The Lucky Seven Interview: Robert Reid Talks Fly-Fishing and Connecting to Nature
For human beings, forging a real connection with nature can be essential to our understanding of not only ourselves, but our place within the planet on which we live. Spending time in the quiet isolation of tall trees, running streams and singing birds acts as a restorative elixir, re-fueling us with purpose and inner peace. Everyone achieves this feeling in different ways, but for many, the centuries-old sport of fly fishing is their method of choice.
Author Robert Reid and illustrator Wesley W. Bates understand this better than most. Their new book, Casting Into Mystery (Porcupine's Quill), is not just a celebration of fly-fishing and the rich history of art it's inspired, but a deep meditation on our relationship with the natural world and how North America's waterways sustain us mentally, physically and spiritually. Bates's painstaking wood engravings beautifully flesh out Reid's prose, working together to create a unique and powerful love letter to the sport they love, and to the wonder and mystery of the environment in which they enjoy it.

> [Stored rows]
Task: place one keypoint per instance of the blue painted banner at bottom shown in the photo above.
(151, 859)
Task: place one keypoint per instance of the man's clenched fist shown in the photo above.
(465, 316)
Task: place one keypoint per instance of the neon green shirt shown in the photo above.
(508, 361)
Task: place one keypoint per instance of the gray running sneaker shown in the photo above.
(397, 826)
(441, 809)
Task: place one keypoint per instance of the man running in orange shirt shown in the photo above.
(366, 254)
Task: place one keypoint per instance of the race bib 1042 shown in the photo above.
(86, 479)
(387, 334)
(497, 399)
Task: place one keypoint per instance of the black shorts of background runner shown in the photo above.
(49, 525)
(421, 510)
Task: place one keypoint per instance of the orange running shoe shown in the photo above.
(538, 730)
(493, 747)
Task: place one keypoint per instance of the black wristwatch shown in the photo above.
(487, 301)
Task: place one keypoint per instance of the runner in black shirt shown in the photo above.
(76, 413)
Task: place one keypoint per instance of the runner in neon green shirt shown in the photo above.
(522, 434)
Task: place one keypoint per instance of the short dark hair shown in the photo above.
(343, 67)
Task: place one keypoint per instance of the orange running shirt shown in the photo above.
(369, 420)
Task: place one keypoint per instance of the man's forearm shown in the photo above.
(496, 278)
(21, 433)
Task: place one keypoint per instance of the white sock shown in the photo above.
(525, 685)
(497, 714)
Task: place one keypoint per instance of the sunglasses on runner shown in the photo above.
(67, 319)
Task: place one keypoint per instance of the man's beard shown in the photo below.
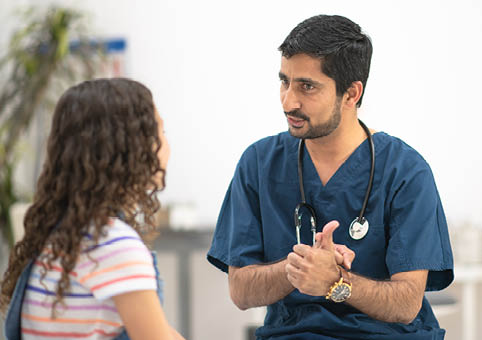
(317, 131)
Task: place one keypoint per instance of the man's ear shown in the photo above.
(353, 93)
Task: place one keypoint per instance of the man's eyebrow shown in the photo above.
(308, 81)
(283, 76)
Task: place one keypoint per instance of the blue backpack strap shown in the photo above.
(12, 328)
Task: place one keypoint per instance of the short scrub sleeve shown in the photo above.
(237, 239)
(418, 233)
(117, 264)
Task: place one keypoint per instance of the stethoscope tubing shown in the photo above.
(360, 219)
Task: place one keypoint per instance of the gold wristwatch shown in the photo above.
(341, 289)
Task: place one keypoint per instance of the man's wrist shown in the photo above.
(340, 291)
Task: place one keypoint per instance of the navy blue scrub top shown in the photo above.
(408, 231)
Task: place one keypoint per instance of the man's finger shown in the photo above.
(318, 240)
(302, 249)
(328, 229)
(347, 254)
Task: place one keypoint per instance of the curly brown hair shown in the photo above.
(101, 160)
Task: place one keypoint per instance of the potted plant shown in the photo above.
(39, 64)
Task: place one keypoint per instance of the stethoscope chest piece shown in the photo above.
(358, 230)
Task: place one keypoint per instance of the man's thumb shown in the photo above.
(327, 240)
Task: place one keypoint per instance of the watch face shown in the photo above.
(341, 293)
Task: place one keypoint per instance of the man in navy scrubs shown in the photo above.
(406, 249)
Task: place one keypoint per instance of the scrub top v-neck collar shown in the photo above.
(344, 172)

* * *

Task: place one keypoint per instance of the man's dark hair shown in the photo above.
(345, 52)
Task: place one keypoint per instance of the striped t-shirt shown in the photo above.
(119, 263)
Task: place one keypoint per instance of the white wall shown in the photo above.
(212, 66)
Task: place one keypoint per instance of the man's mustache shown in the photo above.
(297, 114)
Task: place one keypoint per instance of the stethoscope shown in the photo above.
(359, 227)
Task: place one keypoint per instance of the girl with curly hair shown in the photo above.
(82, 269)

> [Problem 1]
Answer these questions about the interview introduction:
(a) What does it say spending time among tall trees, running streams and singing birds acts as?
(b) What is the title of the new book by Robert Reid and Wesley W. Bates?
(c) Which publisher is named for that book?
> [Problem 2] Count the lines of the entries that contain the string “curly”, matching case exactly. Reply with the number alone.
The entries and the interview introduction have no connection to each other.

> [Problem solution 1]
(a) A restorative elixir
(b) Casting Into Mystery
(c) Porcupine's Quill

> [Problem solution 2] 2